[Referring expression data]
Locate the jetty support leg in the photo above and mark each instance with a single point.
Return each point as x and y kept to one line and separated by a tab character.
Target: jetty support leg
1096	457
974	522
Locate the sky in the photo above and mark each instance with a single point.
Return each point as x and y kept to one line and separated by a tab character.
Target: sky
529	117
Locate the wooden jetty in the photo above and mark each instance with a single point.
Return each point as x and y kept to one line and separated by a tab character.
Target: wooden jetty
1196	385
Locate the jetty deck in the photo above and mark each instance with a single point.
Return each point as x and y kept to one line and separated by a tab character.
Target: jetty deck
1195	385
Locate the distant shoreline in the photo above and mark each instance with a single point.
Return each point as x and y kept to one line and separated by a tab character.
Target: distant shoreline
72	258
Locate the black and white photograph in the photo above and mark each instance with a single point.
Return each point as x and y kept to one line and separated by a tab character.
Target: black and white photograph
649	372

# [ASSIGNED TASK]
Would you please transcribe all of the entries above exactly?

# [ANSWER SECTION]
Locate the jetty support leg in the photo above and mark each instance with a single point.
Return each point as x and y kept to one line and separated by a tab character.
Target: jetty support leg
1096	457
974	522
Locate the sky in the photo above and mark each instance with a single point.
Return each point as x and y kept to one line and separated by a tab character.
Target: sky
529	117
Locate the wooden jetty in the photo above and mark each instance with a single point.
Return each point as x and y kept to one line and separated by a tab character.
Target: wooden jetty
1196	385
Locate the jetty deck in the photo above and mark each instance with a single point.
Return each point as x and y kept to one line and separated by a tab character.
Target: jetty deck
1195	385
Locate the distant shoreline in the photo above and mark each instance with a single point.
Return each point as x and y kept to one line and separated by a tab character.
Target: distant shoreline
72	258
Locate the black and white photograph in the photo above and mark each instance with a single point.
Return each point as x and y kept to one line and separated by a tab character.
Target: black and white photograph
649	372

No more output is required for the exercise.